Event registration platform RunSignup is rolling out its new sales tax functionality throughout this month. The aim is to address the ‘dynamic changes in sales tax laws and making it easier for races to stay in compliance with their state laws.’

The release will be gradual, beginning with an initial five US states (Florida, Michigan, Tennessee, Kansas, and Missouri) yesterday, November 12, 2019. All states are expected to have sales tax functionality in early December.

The new sales tax system is a response to a wave of changes to state sales tax laws following the landmark Supreme Court decision on South Dakota v Wayfair in 2018, which changed the way in which online sellers are treated in regard to sales tax.

Tax laws are exceptionally complicated, and RunSignup adds that it cannot provide tax, legal or accounting advice. However, it has worked with professionals to prepare a taxability study indicating what they believe is taxable of the common items sold online (such as registrations, merchandise, memberships and processing fees). This complex set of rules is built into the sales tax system to ‘help take the guesswork out of sales tax collection and reduce their potential liability.’

With the new ruling, RunSignup notes that two groups of states have emerged:

  • Marketplace States are those with laws that require an online entity such as Amazon, Wayfair, or RunSignup (and other registration companies) to collect and remit sales tax on behalf of the sellers (or races) on their platform. By the beginning of 2020, this group will contain 38 US states. When the sales tax system is fully released, RunSignup will be required to collect and remit sales tax for all Marketplace States.

* [Dataset rows]:
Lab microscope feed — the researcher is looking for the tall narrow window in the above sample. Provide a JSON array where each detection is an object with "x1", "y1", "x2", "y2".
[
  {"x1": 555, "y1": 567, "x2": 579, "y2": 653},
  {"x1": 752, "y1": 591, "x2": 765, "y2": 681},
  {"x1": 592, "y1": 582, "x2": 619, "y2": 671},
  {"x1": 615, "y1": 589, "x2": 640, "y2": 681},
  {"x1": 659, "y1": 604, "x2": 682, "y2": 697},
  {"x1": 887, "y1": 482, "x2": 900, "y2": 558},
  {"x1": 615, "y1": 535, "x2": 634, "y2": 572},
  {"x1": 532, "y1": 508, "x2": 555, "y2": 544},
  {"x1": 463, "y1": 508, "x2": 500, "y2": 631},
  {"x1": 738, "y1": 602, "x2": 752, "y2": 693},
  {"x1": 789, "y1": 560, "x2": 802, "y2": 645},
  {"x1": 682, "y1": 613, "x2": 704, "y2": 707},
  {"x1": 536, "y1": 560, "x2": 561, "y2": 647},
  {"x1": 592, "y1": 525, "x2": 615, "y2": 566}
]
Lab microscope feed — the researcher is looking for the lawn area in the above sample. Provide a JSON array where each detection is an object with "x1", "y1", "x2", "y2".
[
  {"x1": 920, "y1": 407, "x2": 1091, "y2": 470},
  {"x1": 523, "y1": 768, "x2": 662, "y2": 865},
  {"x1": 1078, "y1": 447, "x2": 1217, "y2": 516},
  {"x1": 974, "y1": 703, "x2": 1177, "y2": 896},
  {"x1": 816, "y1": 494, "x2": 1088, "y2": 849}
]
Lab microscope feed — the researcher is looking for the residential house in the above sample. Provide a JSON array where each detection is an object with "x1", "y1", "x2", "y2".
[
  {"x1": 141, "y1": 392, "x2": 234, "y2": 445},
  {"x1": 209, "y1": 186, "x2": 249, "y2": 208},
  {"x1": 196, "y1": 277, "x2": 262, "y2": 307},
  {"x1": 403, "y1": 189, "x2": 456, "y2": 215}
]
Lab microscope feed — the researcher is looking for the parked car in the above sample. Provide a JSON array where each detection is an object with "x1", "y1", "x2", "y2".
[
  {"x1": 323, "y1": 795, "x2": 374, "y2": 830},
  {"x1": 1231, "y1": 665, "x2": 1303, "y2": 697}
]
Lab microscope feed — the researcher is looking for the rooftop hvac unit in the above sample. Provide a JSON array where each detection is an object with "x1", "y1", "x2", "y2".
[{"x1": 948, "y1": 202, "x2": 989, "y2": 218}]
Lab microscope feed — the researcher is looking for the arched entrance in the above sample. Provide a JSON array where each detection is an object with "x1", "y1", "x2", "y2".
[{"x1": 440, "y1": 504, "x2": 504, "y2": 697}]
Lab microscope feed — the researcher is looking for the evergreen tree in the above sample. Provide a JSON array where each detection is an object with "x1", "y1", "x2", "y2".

* [What you need to do]:
- 1) Translate this sentence from the RunSignup sales tax article into Spanish: "All states are expected to have sales tax functionality in early December."
- 2) Write the next part of the RunSignup sales tax article, picking up after its final sentence.

* [Expected responses]:
- 1) Se espera que todos los estados cuenten con la funcionalidad de impuesto sobre las ventas a principios de diciembre.

- 2)
  • Non-Marketplace States are those in which the online entity (like RunSignup) is not required to collect or remit sales tax for an event. However, in some of these states, the race is still responsible for sales tax collection and payment. In Non-Marketplace States, races will be able to choose if they want to use the sales tax system to calculate the taxes they should be collecting, but will be responsible for remitting the taxes.

Bob Bickel, CEO and Founder of RunSignup said, “In the aftermath of the Wayfair case, we felt that we had a responsibility to take a leadership position in the endurance industry. Races who are not correctly collecting sales tax are in jeopardy of owing back taxes and the new sales tax system will help them to comply with their state’s laws.

“Additionally, by complying with the new Marketplace Laws and remitting on behalf of the races in those states, RunSignup ensures that those customers will not get ensnared in any legal or financial fallout from non-compliance. At the end of the day, it’s all about mitigating risk for our customers.”

The roll-out of the new sales tax system began with a release in five Non-Marketplace States (Florida, Michigan, Tennessee, Kansas, and Missouri), where races can now opt-in to use the system. The first Marketplace States, Washington and South Carolina, are expected to be released during the week of November 18, with the remainder of Non-Marketplace States being turned on before Thanksgiving and all US states fully released in early December.

In some states (but not all), non-profits are exempt; any exempt non-profits will have until December 15, 2019 to specifically setup the exemption within the system.